Some lines below hold "target". Pick them out and copy them.

• [DATA SUPPLIED]

((

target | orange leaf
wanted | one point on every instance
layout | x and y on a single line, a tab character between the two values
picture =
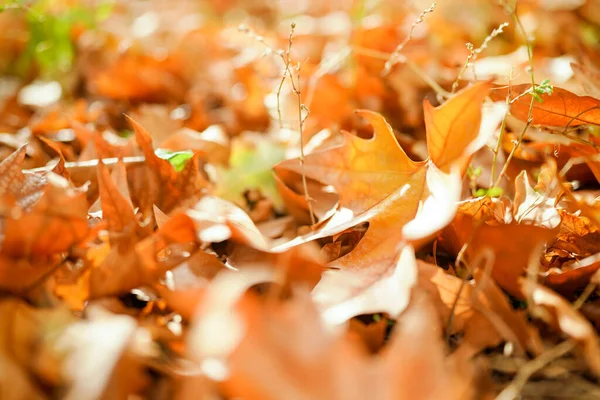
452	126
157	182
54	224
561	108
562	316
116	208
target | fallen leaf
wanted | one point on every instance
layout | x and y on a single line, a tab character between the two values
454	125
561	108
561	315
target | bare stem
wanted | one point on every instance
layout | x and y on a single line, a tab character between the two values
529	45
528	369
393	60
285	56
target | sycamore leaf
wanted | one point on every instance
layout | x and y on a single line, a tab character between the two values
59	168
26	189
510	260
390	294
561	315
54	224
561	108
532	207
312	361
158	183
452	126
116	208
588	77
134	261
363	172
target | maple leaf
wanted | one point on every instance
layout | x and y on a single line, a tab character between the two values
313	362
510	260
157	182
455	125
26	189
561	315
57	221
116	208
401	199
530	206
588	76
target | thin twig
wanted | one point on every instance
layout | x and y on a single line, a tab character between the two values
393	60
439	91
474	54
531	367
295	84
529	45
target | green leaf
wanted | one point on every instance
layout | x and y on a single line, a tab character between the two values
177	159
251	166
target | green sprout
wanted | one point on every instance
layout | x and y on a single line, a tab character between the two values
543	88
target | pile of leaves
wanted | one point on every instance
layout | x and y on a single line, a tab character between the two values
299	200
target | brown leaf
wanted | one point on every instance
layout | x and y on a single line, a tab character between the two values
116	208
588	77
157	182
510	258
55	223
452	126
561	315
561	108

))
((

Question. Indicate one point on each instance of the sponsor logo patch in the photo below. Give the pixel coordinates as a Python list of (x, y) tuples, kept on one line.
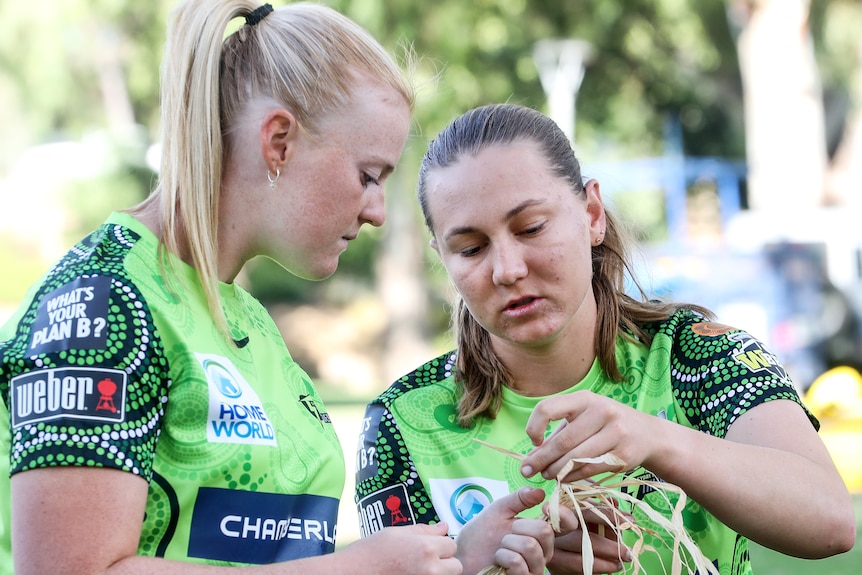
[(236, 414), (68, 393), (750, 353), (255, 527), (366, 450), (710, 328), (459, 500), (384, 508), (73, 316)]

))

• [TASK RESPONSE]
target | orange leaf
target | fallen leaf
target | bare stem
target | sycamore leaf
target | maple leaf
target | thin twig
target | green leaf
target | green sprout
target | pile of leaves
target | brown leaf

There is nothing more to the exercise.